▸ Set task
Take the listing and print it in full, exactly as given.

— start Listing —

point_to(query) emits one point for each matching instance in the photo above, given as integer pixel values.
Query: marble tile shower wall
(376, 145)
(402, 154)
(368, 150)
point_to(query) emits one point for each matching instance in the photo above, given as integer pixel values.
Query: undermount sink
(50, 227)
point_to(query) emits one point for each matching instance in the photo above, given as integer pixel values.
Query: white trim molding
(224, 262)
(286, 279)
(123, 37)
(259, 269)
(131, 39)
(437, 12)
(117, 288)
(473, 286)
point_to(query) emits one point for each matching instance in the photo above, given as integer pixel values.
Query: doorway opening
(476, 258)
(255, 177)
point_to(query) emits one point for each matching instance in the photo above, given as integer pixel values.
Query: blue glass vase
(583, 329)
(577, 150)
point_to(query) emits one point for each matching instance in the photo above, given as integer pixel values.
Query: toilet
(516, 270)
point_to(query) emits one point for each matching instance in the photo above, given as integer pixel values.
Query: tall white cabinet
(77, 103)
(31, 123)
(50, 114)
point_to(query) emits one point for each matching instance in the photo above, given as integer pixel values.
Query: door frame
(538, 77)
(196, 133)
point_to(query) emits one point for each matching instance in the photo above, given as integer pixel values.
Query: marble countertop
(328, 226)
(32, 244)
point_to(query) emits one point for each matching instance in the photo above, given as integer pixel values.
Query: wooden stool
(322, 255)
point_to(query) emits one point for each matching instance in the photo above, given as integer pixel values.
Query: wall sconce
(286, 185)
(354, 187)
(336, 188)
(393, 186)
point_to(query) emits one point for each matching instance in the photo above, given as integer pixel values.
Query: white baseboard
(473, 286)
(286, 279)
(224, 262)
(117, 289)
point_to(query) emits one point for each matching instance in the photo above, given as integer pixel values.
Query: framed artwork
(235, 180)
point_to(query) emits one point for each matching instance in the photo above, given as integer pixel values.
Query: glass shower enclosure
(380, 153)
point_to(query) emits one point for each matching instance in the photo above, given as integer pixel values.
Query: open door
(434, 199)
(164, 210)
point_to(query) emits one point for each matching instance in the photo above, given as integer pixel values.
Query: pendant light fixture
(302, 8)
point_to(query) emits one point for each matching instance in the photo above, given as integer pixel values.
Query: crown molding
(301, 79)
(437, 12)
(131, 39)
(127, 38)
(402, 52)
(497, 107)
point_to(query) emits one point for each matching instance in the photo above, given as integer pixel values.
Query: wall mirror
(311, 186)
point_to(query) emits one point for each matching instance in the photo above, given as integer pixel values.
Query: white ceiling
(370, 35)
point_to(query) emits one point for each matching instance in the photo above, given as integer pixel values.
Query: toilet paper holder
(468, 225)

— end Listing —

▸ Solution
point_to(query) emits one point for each matching instance in the photo above, given as integer pixel values.
Query: marble tile shower wall
(376, 145)
(402, 154)
(368, 150)
point_to(query) emits one point for each matching instance in the photo above, given as integer pixel values.
Query: undermount sink
(50, 227)
point_to(query) emits one point for each matching instance in the photo above, given as integer pixel values.
Query: white trim molding
(224, 262)
(286, 279)
(123, 37)
(259, 269)
(131, 39)
(437, 12)
(117, 288)
(473, 286)
point_to(query) emits one point for each matching instance in the photo above, given as integer pixel values.
Query: doorway opening
(476, 258)
(255, 177)
point_to(query) emits one point for each matching instance in the photo above, given as integer pixel values.
Query: blue glass vase
(583, 329)
(577, 150)
point_to(query) emits one point for each matching instance in the photo above, given as integer pixel values.
Query: toilet
(516, 270)
point_to(query) emits one point for each matching instance in the photo above, given as integer pixel values.
Query: tall white cabinet
(77, 103)
(31, 123)
(50, 114)
point_to(query) emits one point for each matching instance in the photo above, given as integer pixel values.
Query: door frame
(538, 77)
(196, 133)
point_to(query) emits one point for each matching instance in the photo above, given as integer pixel values.
Query: marble countertop
(328, 226)
(32, 244)
point_to(query) emits one point for each matching instance in the photo above, given as integer pixel values.
Query: wooden stool
(322, 255)
point_to(query) emits one point for each matching instance in the photo above, given as integer pixel values.
Query: wall sconce
(286, 185)
(354, 187)
(336, 188)
(393, 186)
point_to(query) emits one point for each matching instance in the photo above, given as integer pixel values.
Query: white baseboard
(473, 286)
(286, 279)
(224, 262)
(117, 289)
point_to(query) emits one point for each matching instance in the photo above, given as integer pixel values.
Query: framed artwork
(235, 180)
point_to(query) emits one point for each matching instance in the photo above, given as integer pixel values.
Query: glass shower enclosure
(380, 153)
point_to(query) emits one point for each matching instance in the photo above, given as integer pixel values.
Query: open door
(434, 199)
(164, 210)
point_to(query) emits one point for each matching instance in the photo above, given as integer pixel values.
Query: pendant light fixture
(302, 8)
point_to(query) emits one point for each matching instance in the photo above, given as integer pixel values.
Query: crown molding
(301, 79)
(437, 12)
(131, 39)
(127, 38)
(402, 52)
(497, 107)
point_to(query) emits one point for each matching instance in the photo above, given as integer pixel values.
Query: wall mirror
(311, 186)
point_to(query) emits one point for each matching instance in the photo above, given as integer pixel values.
Query: white ceiling
(370, 35)
point_to(query) emits one point for each matching instance in the photo above, given as integer pixel values.
Query: toilet paper holder
(468, 225)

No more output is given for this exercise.